- Extract to read -

■ ■ ■ ■ ■ ■ ■

GUESTS WHO COME IN FROM THE FOREST
hen mist fills the Himalayan valleys, and heavy monsoon rain sweeps across the hills, it is natural for wild creatures to seek shelter. Any shelter is welcome in a storm—and sometimes my cottage in the forest is the most convenient refuge.
There is no doubt that I make things easier for all concerned by leaving most of my windows open. I am one of those peculiar people who like to have plenty of fresh air indoors—and if a few birds, beasts and insects come in too, they’re welcome, provided they don’t make too much of a nuisance of themselves.
I must confess that I did lose patience with a bamboo beetle who blundered in the other night and fell into the water jug. I rescued him and pushed him out of the window. A few seconds later he came whirring in again, and with unerring accuracy landed with a plop in the same jug. I fished him out once more and offered him the freedom of the night. But attracted no doubt by the light and warmth of my small sitting room, he came buzzing back, circling the room like a helicopter, looking for a good place to land. Quickly I covered the water jug. He landed in a bowl of wild dahlias, and I allowed him to remain there, comfortably curled up in the hollow of a flower.
Sometimes, during the day, a bird visits me—a deep purple whistling thrush, hopping about on long dainty legs, peering to the right and left, too nervous to sing. She perches on the windowsill, looking out at the rain. She does not permit any familiarity. But if I sit quietly in my chair, she will sit quietly on her windowsill, glancing quickly at me now and then just to make sure that I’m keeping my distance. When the rain stops, she glides away, and it is only then, confident in her freedom, that she bursts into full-throated song, her broken but haunting melody echoing down the ravine.
A squirrel comes sometimes; when his home in the oak tree gets waterlogged. Apparently he is a bachelor; anyway, he lives alone. He knows me well, this squirrel, and is bold enough to climb on to the dining table looking for tidbits which he always finds, because I leave them there deliberately. Had I met him when he was a youngster, he would have learnt to eat from my hand, but I have only been here a few months. I like it this way. I am not looking for pets: these are simply guests.

■ ■ ■ ■ ■ ■ ■

- Data extract -
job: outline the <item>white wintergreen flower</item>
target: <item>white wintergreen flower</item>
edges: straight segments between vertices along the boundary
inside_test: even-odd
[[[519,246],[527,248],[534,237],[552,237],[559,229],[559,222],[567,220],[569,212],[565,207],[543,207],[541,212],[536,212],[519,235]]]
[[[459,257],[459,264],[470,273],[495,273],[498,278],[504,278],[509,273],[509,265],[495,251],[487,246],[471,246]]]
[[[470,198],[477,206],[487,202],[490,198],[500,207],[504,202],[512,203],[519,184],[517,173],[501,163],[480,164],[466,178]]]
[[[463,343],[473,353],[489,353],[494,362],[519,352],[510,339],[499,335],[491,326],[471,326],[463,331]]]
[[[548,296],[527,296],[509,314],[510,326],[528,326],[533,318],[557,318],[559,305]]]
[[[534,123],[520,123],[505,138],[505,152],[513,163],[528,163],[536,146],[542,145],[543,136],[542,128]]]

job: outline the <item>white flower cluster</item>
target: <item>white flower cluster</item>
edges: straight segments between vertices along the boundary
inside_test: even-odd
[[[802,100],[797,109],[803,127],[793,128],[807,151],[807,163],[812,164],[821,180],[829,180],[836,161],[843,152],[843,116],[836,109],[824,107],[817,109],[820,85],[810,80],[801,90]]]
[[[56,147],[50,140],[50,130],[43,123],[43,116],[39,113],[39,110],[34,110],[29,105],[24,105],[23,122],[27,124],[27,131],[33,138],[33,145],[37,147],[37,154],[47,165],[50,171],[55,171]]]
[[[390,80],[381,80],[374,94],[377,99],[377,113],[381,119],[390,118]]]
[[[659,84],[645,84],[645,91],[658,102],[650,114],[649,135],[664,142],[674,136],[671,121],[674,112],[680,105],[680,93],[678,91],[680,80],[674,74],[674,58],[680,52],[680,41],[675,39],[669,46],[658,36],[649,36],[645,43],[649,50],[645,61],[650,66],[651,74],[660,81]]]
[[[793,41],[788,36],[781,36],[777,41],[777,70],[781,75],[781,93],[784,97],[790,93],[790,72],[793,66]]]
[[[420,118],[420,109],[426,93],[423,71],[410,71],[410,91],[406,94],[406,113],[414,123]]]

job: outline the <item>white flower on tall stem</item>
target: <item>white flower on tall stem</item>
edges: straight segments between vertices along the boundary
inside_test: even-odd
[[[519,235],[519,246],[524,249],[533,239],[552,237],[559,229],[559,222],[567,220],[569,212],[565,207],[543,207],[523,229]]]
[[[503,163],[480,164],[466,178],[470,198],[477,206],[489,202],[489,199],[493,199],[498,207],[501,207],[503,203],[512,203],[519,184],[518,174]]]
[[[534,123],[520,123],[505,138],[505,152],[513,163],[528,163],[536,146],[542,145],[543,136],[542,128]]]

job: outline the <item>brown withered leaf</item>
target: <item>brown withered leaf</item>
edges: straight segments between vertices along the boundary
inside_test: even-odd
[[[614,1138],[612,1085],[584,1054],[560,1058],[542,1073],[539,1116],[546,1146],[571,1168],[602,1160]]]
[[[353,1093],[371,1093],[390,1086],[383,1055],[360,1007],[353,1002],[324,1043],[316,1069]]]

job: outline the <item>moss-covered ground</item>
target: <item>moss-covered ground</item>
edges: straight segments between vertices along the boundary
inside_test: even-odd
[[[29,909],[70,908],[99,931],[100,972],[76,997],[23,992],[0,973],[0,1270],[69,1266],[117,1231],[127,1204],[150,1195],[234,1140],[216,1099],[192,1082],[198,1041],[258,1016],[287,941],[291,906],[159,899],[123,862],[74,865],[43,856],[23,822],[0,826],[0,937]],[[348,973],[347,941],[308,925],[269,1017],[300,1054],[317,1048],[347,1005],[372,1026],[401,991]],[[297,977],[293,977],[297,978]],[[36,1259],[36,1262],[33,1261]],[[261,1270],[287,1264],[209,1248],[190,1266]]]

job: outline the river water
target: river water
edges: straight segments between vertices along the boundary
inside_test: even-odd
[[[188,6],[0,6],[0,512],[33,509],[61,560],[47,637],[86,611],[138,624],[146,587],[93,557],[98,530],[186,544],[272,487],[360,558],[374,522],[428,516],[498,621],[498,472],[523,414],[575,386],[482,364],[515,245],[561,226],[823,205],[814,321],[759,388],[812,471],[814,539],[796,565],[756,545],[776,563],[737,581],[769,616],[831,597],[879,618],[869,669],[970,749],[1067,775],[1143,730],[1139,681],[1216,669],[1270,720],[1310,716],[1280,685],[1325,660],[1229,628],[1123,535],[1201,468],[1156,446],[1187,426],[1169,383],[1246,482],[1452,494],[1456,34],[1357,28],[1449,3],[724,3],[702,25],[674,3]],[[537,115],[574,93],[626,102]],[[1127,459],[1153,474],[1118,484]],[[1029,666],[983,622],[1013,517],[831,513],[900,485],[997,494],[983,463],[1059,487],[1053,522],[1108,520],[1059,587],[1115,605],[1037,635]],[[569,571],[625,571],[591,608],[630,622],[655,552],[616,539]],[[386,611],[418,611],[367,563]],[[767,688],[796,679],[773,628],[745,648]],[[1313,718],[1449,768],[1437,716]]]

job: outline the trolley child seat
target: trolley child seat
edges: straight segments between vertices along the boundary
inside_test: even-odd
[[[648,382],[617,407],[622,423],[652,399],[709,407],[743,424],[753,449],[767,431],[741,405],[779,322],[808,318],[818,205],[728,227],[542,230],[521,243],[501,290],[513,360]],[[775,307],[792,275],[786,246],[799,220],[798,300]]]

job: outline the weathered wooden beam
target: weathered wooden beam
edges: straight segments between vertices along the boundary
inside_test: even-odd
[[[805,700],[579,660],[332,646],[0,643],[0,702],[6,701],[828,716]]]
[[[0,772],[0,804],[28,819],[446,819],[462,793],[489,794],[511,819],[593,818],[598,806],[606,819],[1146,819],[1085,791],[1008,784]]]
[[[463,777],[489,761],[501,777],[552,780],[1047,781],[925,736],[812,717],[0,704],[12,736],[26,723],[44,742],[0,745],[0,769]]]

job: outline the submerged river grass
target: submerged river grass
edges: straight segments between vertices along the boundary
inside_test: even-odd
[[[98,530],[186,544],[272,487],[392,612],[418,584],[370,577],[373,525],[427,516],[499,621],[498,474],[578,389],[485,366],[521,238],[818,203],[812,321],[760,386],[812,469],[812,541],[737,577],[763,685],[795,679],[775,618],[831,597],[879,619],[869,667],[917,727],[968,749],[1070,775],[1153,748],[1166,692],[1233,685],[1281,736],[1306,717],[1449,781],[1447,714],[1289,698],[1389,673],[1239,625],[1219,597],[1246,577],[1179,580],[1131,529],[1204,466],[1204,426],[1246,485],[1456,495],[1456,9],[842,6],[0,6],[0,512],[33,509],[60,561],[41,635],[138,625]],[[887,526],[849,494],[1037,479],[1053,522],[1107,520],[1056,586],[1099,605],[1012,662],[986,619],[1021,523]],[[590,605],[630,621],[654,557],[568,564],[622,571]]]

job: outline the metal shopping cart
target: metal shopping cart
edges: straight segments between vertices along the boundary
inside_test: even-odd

■ ■ ■ ■ ■ ■ ■

Reproduce, from the forest-guests essay above, the part that opens with the words "GUESTS WHO COME" and closes with "nuisance of themselves.".

GUESTS WHO COME IN FROM THE FOREST
hen mist fills the Himalayan valleys, and heavy monsoon rain sweeps across the hills, it is natural for wild creatures to seek shelter. Any shelter is welcome in a storm—and sometimes my cottage in the forest is the most convenient refuge.
There is no doubt that I make things easier for all concerned by leaving most of my windows open. I am one of those peculiar people who like to have plenty of fresh air indoors—and if a few birds, beasts and insects come in too, they’re welcome, provided they don’t make too much of a nuisance of themselves.